▸ **Exercise objective**
Print the listing below line for line, without changing anything. Leave out the pictures.

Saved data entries
-*-

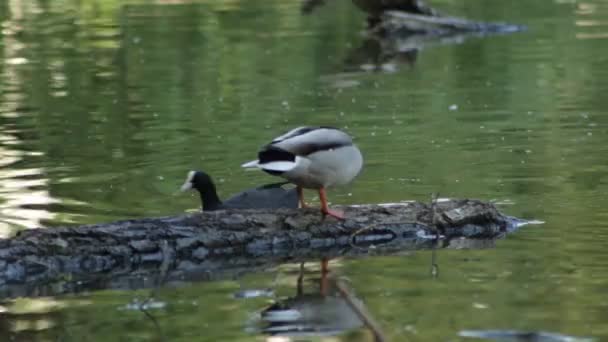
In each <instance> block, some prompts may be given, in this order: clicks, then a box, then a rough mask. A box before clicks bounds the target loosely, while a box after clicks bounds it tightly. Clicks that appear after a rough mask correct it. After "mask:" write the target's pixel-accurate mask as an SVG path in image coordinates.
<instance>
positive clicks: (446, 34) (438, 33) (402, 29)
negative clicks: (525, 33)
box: [372, 11, 525, 37]
mask: <svg viewBox="0 0 608 342" xmlns="http://www.w3.org/2000/svg"><path fill="white" fill-rule="evenodd" d="M523 30H525V27H524V26H521V25H513V24H507V23H487V22H478V21H471V20H468V19H463V18H455V17H448V16H429V15H421V14H413V13H406V12H402V11H387V12H384V14H383V16H382V21H381V22H380V24H379V25H378V26H376V27H374V28H372V32H376V33H381V34H382V35H383V36H386V37H403V36H408V35H411V34H426V35H432V36H443V35H453V34H459V33H477V34H479V35H485V34H500V33H503V34H506V33H514V32H519V31H523Z"/></svg>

-*-

▸ **Output for this exercise**
In each <instance> block, some prompts may be given, in this order: clicks, then a box, then a rough mask. A box before clicks bounds the target loosely, while a box after clicks bounds it tightly. Clicks that appear after a rough mask correct it. After "mask:" write the target's pixel-accurate mask as an SVG path in image coordinates.
<instance>
positive clicks: (446, 34) (438, 33) (402, 29)
negative clicks: (525, 33)
box: [372, 11, 525, 37]
mask: <svg viewBox="0 0 608 342" xmlns="http://www.w3.org/2000/svg"><path fill="white" fill-rule="evenodd" d="M523 30H525V27H524V26H521V25H513V24H507V23H487V22H478V21H471V20H468V19H463V18H455V17H448V16H429V15H421V14H413V13H406V12H402V11H387V12H384V14H383V16H382V21H381V22H380V24H379V25H378V26H376V27H374V28H372V32H376V33H381V34H382V35H383V36H386V37H403V36H408V35H411V34H426V35H432V36H443V35H453V34H459V33H477V34H479V35H485V34H500V33H503V34H506V33H514V32H519V31H523Z"/></svg>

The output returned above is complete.